-- START OF Supplied records --

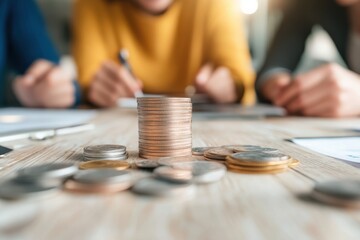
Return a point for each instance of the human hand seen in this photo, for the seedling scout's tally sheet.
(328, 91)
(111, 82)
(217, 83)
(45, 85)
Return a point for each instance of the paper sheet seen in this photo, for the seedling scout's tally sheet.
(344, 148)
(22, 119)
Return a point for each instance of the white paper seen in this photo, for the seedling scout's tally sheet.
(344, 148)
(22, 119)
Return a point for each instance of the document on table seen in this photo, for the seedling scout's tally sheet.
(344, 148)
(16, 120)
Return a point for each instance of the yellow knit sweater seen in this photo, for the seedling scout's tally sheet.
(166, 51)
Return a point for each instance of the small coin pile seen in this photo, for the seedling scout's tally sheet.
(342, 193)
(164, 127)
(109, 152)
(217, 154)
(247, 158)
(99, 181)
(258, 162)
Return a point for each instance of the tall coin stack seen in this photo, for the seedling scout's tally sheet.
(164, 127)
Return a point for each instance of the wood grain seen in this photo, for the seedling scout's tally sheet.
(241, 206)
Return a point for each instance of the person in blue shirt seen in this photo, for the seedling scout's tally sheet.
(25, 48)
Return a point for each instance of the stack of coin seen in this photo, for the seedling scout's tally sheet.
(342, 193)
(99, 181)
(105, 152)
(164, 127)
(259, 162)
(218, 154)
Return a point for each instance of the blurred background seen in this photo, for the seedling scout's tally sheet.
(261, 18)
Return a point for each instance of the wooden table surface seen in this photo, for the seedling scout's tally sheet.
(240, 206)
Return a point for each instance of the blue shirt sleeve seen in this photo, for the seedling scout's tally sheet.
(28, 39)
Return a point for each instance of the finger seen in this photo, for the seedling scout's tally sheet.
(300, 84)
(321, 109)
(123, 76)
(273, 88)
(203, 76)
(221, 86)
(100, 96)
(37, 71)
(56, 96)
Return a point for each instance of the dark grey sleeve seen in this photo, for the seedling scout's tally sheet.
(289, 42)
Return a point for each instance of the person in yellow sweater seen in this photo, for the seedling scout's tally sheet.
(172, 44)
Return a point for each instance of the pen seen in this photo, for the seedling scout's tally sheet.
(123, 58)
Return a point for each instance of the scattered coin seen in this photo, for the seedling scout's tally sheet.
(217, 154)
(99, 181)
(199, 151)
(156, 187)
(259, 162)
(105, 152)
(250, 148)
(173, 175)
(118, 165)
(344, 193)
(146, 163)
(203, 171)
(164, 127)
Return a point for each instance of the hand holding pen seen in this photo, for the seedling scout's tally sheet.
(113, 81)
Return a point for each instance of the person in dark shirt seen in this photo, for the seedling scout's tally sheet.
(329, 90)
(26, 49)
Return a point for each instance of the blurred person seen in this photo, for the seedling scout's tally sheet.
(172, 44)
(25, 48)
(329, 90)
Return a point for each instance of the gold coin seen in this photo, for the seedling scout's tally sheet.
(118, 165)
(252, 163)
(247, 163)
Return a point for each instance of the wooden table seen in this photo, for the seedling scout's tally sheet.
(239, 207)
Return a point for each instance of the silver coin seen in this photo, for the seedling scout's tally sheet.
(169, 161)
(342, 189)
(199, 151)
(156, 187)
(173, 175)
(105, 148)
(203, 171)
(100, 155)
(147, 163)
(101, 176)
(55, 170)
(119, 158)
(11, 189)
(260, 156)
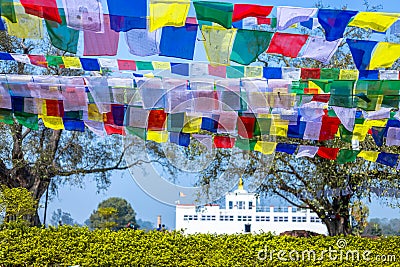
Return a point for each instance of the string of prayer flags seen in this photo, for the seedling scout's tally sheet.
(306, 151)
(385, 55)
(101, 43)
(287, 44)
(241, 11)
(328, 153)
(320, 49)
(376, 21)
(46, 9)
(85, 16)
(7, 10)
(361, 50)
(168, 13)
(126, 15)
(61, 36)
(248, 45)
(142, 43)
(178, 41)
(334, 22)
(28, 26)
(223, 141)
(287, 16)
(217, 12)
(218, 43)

-- END OF Supplied records --
-- START OF Supplied records --

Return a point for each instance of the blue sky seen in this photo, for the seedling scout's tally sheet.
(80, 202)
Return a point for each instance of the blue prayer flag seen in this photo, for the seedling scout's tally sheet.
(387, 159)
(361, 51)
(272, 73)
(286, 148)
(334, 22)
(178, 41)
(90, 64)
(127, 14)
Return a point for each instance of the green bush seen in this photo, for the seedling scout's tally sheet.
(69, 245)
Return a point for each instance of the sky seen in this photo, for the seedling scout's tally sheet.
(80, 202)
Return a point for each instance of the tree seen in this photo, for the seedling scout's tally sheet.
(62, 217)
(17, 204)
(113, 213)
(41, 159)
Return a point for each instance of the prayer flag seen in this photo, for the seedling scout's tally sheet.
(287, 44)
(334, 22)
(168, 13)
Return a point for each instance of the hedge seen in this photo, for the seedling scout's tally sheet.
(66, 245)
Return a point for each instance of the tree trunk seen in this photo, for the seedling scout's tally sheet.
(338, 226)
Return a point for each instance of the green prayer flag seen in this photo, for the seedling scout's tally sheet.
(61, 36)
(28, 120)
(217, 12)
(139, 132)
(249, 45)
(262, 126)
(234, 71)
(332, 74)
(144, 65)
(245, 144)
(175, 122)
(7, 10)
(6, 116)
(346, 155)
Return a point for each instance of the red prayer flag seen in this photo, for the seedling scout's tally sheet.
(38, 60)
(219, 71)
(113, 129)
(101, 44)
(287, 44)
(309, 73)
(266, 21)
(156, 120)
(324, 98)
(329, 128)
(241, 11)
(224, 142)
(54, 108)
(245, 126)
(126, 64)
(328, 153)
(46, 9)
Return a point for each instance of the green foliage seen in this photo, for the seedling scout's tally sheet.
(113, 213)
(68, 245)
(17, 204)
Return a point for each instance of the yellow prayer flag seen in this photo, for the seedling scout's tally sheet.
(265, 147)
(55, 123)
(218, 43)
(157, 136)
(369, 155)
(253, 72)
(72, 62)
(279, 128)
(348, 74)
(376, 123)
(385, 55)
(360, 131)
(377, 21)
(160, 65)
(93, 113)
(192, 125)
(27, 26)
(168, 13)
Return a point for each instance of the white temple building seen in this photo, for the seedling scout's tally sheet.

-- END OF Supplied records --
-- START OF Supplied records --

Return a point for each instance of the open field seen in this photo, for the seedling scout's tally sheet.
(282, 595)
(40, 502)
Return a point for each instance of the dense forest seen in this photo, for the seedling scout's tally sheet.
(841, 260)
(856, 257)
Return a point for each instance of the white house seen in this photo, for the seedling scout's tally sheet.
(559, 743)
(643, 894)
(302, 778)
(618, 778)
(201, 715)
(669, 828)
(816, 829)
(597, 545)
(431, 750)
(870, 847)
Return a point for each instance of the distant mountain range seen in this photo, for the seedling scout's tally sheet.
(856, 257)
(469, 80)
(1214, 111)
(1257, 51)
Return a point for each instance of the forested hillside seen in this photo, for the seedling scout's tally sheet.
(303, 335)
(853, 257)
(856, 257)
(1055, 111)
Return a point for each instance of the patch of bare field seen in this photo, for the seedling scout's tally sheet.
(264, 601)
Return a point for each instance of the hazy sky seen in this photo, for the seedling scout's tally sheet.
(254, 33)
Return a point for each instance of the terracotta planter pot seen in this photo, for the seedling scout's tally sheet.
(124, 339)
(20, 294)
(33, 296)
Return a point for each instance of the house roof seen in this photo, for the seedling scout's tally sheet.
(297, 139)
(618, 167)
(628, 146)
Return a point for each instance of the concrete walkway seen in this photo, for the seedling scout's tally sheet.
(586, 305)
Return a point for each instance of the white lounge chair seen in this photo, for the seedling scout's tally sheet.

-- END OF Supplied records --

Written problem ▸ Output every line of the data from the one containing "Return a point for each instance of the green foliage" down to the one containing "Return a point for each instance of the white temple", both included, as a numbered list with any blank lines left out.

Finished task ▸
1. Return a point for each instance of the green foliage seen in this photo, for the seedling scout's tally sheet.
2. (113, 213)
3. (68, 245)
4. (17, 204)
5. Return a point for each instance of the yellow prayer flag seen in this photo, for the seedling scout's tally sheet.
6. (265, 147)
7. (55, 123)
8. (218, 43)
9. (157, 136)
10. (369, 155)
11. (253, 72)
12. (72, 62)
13. (279, 128)
14. (348, 74)
15. (376, 123)
16. (385, 55)
17. (360, 131)
18. (377, 21)
19. (160, 65)
20. (93, 113)
21. (192, 125)
22. (27, 26)
23. (168, 13)
24. Return a point for each instance of the white temple building seen in this photo, for the seedling scout's tally sheet.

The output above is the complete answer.